**Instructions for the task:** The records shown below are to be repeated exactly and completely.

(Stored data entries)
== Segment start ==

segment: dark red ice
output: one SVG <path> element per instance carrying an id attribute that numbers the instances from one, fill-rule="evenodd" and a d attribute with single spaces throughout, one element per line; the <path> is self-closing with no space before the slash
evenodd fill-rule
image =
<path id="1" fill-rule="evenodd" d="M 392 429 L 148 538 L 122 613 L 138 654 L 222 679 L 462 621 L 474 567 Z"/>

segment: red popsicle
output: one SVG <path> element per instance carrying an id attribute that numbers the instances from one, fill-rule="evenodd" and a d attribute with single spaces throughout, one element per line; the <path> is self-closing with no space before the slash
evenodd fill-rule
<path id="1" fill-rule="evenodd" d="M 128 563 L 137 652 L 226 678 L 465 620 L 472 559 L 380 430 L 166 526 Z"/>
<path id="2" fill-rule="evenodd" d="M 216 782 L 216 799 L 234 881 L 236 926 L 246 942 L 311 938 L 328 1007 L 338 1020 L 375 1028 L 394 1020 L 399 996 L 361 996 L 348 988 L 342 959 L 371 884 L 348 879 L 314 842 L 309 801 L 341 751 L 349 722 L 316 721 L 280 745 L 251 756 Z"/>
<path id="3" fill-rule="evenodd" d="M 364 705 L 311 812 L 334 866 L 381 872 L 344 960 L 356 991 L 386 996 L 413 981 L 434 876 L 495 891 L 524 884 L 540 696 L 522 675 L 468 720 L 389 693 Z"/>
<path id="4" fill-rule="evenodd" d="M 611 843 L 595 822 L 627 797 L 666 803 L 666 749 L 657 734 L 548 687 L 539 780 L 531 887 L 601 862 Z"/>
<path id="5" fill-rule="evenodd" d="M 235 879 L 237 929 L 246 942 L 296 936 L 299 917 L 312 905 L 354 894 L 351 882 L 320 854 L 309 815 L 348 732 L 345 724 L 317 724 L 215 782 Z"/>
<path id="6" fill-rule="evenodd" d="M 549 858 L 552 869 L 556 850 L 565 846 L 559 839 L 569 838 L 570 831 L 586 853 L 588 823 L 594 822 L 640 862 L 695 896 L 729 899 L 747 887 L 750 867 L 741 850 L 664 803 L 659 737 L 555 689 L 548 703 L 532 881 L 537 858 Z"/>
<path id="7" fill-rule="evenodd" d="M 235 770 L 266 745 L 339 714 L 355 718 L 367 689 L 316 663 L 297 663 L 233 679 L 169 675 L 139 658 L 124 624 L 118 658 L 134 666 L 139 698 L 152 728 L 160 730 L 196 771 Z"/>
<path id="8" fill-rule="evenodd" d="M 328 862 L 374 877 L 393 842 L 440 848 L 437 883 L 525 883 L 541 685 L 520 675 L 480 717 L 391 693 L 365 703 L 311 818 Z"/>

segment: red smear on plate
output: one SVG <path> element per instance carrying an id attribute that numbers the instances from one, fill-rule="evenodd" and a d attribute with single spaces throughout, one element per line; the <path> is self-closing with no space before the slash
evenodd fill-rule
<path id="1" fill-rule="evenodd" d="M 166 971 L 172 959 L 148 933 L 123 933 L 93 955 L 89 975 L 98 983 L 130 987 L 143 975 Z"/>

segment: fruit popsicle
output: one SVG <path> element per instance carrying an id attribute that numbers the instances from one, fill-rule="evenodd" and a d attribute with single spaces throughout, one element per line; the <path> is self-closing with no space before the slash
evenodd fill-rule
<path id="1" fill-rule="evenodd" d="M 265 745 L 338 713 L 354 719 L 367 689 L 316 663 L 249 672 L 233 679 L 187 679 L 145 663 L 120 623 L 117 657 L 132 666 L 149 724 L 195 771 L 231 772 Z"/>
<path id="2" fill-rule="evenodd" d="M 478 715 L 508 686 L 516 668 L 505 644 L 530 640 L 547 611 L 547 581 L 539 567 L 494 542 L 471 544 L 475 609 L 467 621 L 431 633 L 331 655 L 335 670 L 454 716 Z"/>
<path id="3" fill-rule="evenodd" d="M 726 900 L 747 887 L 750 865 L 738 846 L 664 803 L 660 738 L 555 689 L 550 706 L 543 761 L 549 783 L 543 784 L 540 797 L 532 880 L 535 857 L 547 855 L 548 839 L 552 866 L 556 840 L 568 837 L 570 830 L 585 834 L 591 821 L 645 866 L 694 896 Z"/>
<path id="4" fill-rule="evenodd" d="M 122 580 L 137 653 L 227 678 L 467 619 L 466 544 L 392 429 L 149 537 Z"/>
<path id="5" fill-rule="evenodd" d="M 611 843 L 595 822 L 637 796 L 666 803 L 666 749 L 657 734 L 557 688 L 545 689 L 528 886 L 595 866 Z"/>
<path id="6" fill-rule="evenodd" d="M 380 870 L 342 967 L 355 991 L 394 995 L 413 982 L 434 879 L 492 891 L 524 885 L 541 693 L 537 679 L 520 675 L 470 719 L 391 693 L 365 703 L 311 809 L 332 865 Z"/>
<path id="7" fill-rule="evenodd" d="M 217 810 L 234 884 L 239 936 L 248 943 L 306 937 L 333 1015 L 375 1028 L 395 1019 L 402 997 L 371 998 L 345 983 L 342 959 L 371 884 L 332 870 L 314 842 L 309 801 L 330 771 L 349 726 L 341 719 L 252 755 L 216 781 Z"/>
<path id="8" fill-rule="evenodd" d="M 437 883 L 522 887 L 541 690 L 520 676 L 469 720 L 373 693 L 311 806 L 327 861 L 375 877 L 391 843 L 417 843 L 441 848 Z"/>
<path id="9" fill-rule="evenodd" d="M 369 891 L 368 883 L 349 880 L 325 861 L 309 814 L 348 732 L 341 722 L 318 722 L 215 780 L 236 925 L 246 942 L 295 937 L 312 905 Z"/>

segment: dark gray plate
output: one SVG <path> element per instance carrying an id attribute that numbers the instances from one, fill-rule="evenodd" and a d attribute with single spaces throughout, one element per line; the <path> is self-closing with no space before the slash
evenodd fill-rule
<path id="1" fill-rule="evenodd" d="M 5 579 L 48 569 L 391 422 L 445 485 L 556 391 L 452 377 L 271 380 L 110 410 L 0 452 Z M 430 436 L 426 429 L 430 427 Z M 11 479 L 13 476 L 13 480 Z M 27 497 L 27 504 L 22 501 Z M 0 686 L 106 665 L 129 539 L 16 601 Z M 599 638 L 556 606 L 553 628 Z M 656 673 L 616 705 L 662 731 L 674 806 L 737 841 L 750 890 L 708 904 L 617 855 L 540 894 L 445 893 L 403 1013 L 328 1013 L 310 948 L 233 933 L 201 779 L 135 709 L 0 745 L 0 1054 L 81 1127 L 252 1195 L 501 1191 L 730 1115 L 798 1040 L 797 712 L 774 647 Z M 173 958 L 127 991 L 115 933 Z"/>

== Segment end ==

**Task solution:**
segment: dark red ice
output: one SVG <path> element per instance carrying an id attribute that numbers the instances from one, fill-rule="evenodd" and a d attribute with single spaces throughout, one element per line; the <path> is self-closing with no space before the slash
evenodd fill-rule
image =
<path id="1" fill-rule="evenodd" d="M 392 429 L 148 538 L 122 613 L 138 654 L 222 679 L 462 621 L 474 567 Z"/>

segment: red popsicle
output: one SVG <path> element per instance carrying an id attribute that numbers the instances from one, fill-rule="evenodd" and a d attribute with single spaces throughout, one element per line; the <path> is self-closing with no space before the slash
evenodd fill-rule
<path id="1" fill-rule="evenodd" d="M 128 563 L 137 652 L 226 678 L 465 620 L 472 559 L 380 430 L 166 526 Z"/>
<path id="2" fill-rule="evenodd" d="M 216 782 L 216 799 L 234 881 L 236 926 L 246 942 L 311 938 L 328 1007 L 338 1020 L 375 1028 L 394 1020 L 399 996 L 361 996 L 348 988 L 342 959 L 371 884 L 348 879 L 314 842 L 309 801 L 341 751 L 349 722 L 316 721 L 280 745 L 251 756 Z"/>
<path id="3" fill-rule="evenodd" d="M 364 705 L 311 812 L 334 866 L 381 872 L 344 960 L 356 991 L 386 996 L 413 981 L 434 876 L 495 891 L 524 884 L 540 696 L 522 675 L 468 720 L 389 693 Z"/>
<path id="4" fill-rule="evenodd" d="M 611 843 L 595 822 L 627 797 L 666 803 L 666 749 L 657 734 L 548 687 L 539 780 L 531 887 L 601 862 Z"/>
<path id="5" fill-rule="evenodd" d="M 235 879 L 237 929 L 246 942 L 296 936 L 299 917 L 312 905 L 354 894 L 351 882 L 320 854 L 309 815 L 348 732 L 345 724 L 317 724 L 215 782 Z"/>
<path id="6" fill-rule="evenodd" d="M 549 858 L 552 869 L 556 850 L 565 846 L 559 839 L 569 838 L 570 831 L 586 853 L 588 823 L 594 822 L 640 862 L 695 896 L 729 899 L 747 887 L 750 867 L 741 850 L 664 803 L 659 737 L 555 689 L 548 703 L 532 881 L 537 858 Z"/>
<path id="7" fill-rule="evenodd" d="M 235 770 L 266 745 L 339 714 L 355 718 L 367 689 L 316 663 L 297 663 L 233 679 L 169 675 L 139 658 L 124 624 L 118 658 L 134 666 L 139 698 L 152 728 L 160 730 L 196 771 Z"/>
<path id="8" fill-rule="evenodd" d="M 328 862 L 374 877 L 393 842 L 440 848 L 437 883 L 525 883 L 541 685 L 520 675 L 480 717 L 391 693 L 365 703 L 311 818 Z"/>

segment: red smear on plate
output: one SVG <path> element per instance carrying an id attribute that numbers the instances from one, fill-rule="evenodd" and a d attribute with single spaces throughout, one element per line; the <path> is self-closing with no space before the slash
evenodd fill-rule
<path id="1" fill-rule="evenodd" d="M 166 971 L 172 959 L 148 933 L 123 933 L 93 955 L 89 975 L 98 983 L 130 987 L 143 975 Z"/>

segment: fruit popsicle
output: one SVG <path> element per instance carrying an id attribute that numbers the instances from one, fill-rule="evenodd" and a d attribute with single spaces throughout, one element per line; the <path> is self-closing with no space before the slash
evenodd fill-rule
<path id="1" fill-rule="evenodd" d="M 265 745 L 338 713 L 354 719 L 367 689 L 316 663 L 249 672 L 233 679 L 187 679 L 145 663 L 120 623 L 117 657 L 132 666 L 149 724 L 195 771 L 231 772 Z"/>
<path id="2" fill-rule="evenodd" d="M 478 715 L 508 686 L 516 668 L 505 644 L 530 640 L 547 611 L 547 581 L 539 567 L 494 542 L 471 544 L 475 609 L 467 621 L 431 633 L 331 655 L 335 670 L 454 716 Z"/>
<path id="3" fill-rule="evenodd" d="M 726 900 L 747 887 L 750 865 L 738 846 L 664 803 L 660 738 L 555 689 L 550 706 L 543 761 L 549 783 L 543 784 L 540 797 L 532 880 L 535 857 L 547 855 L 548 839 L 552 866 L 556 840 L 568 837 L 570 830 L 585 834 L 591 821 L 645 866 L 694 896 Z"/>
<path id="4" fill-rule="evenodd" d="M 122 580 L 137 653 L 227 678 L 467 619 L 466 544 L 392 429 L 149 537 Z"/>
<path id="5" fill-rule="evenodd" d="M 611 843 L 595 822 L 637 796 L 666 803 L 666 749 L 657 734 L 557 688 L 545 689 L 528 886 L 595 866 Z"/>
<path id="6" fill-rule="evenodd" d="M 380 870 L 342 967 L 355 991 L 394 995 L 413 982 L 434 879 L 492 891 L 524 885 L 541 693 L 537 679 L 520 675 L 470 719 L 391 693 L 365 703 L 311 809 L 332 865 Z"/>
<path id="7" fill-rule="evenodd" d="M 217 810 L 234 884 L 239 936 L 248 943 L 306 937 L 333 1015 L 375 1028 L 395 1019 L 402 997 L 371 998 L 345 983 L 342 959 L 371 884 L 332 870 L 314 842 L 309 801 L 330 771 L 349 726 L 341 719 L 252 755 L 216 781 Z"/>
<path id="8" fill-rule="evenodd" d="M 437 883 L 522 887 L 541 690 L 520 676 L 469 720 L 373 693 L 311 806 L 327 861 L 375 877 L 391 843 L 417 843 L 441 848 Z"/>
<path id="9" fill-rule="evenodd" d="M 369 891 L 368 883 L 349 880 L 325 861 L 309 814 L 348 732 L 341 722 L 318 722 L 215 780 L 236 925 L 246 942 L 295 937 L 312 905 Z"/>

segment: dark gray plate
output: one SVG <path> element per instance carrying an id attribute that numbers the instances from one, fill-rule="evenodd" and a d attribute with single spaces throughout, one element per line; the <path> is self-closing with no space before the slash
evenodd fill-rule
<path id="1" fill-rule="evenodd" d="M 5 579 L 48 569 L 391 422 L 445 485 L 556 391 L 452 377 L 271 380 L 110 410 L 0 452 Z M 430 436 L 426 429 L 430 427 Z M 11 479 L 13 476 L 13 480 Z M 27 497 L 27 504 L 22 501 Z M 0 686 L 106 665 L 129 539 L 16 601 Z M 599 638 L 556 606 L 553 628 Z M 656 673 L 616 705 L 662 731 L 674 806 L 737 841 L 750 890 L 708 904 L 617 855 L 540 894 L 445 893 L 403 1013 L 328 1013 L 310 948 L 233 933 L 201 779 L 135 709 L 0 745 L 0 1054 L 81 1127 L 252 1195 L 501 1191 L 730 1115 L 798 1040 L 797 712 L 774 647 Z M 173 958 L 127 991 L 115 933 Z"/>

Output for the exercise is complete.